PROBLEM:
Copy the material below word for word, beginning at the line that contains "bed, I would be thankful." and continuing through the last line of the material.

DATA SECTION:
-- -- --

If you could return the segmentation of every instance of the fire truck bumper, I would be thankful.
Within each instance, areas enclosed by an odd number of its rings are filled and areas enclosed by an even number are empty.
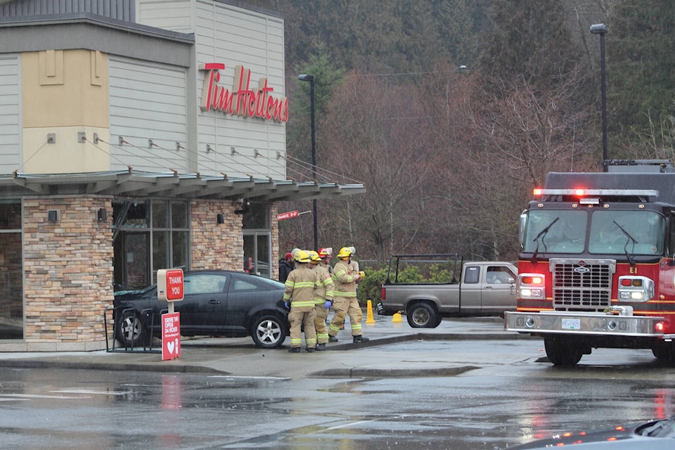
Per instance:
[[[507,311],[504,313],[504,330],[535,335],[617,335],[664,338],[667,336],[660,330],[662,329],[663,321],[663,317],[603,313]]]

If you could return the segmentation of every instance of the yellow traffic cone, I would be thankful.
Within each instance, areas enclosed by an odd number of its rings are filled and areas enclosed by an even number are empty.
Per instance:
[[[366,307],[368,308],[368,311],[366,311],[366,323],[375,323],[375,318],[373,317],[373,302],[371,300],[368,300],[366,302]]]

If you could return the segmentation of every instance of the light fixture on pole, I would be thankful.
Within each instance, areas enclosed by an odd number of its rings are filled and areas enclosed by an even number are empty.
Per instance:
[[[316,179],[316,134],[314,127],[314,77],[303,74],[298,75],[297,79],[301,82],[309,82],[309,110],[311,114],[311,175],[314,179],[314,183],[318,183]],[[314,215],[314,250],[319,251],[319,221],[316,217],[316,199],[311,200],[312,215]]]
[[[605,75],[605,34],[607,25],[597,23],[591,25],[591,33],[600,34],[600,89],[603,96],[603,172],[607,172],[607,84]]]

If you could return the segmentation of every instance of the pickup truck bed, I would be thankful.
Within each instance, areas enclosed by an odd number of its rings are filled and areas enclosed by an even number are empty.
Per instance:
[[[505,311],[515,310],[518,271],[513,264],[464,262],[461,258],[454,259],[456,256],[392,256],[387,279],[382,286],[378,312],[390,316],[401,311],[406,314],[411,327],[435,328],[444,317],[503,316]],[[411,265],[418,269],[406,269]],[[427,269],[419,269],[425,266]],[[401,281],[404,274],[411,273],[421,274],[428,281]],[[439,274],[442,281],[434,281]]]

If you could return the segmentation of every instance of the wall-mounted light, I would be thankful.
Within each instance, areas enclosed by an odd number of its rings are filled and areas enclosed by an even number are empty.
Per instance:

-- -- --

OUTPUT BELOW:
If you could return the segmentation of every instance of the pickup truck bed, I would be thankful.
Within each instance, areas enclosed by an odd number of its rings are filled and areas enclosed by an even number are empty.
Per instance:
[[[505,311],[515,310],[518,271],[513,264],[464,262],[461,258],[454,259],[456,256],[392,256],[387,279],[382,286],[378,312],[390,316],[401,311],[406,314],[411,327],[435,328],[444,317],[503,316]],[[411,265],[418,269],[406,269]],[[427,269],[419,269],[425,266]],[[401,281],[404,274],[411,273],[421,274],[428,281]],[[439,274],[442,281],[434,281]]]

If you could return the segmentation of every instance of the wall-mounted light, I would be thankful.
Within each instance, areas enclosed by an odd number of its rings are filled and areas enclosed by an even number are empty.
Per instance:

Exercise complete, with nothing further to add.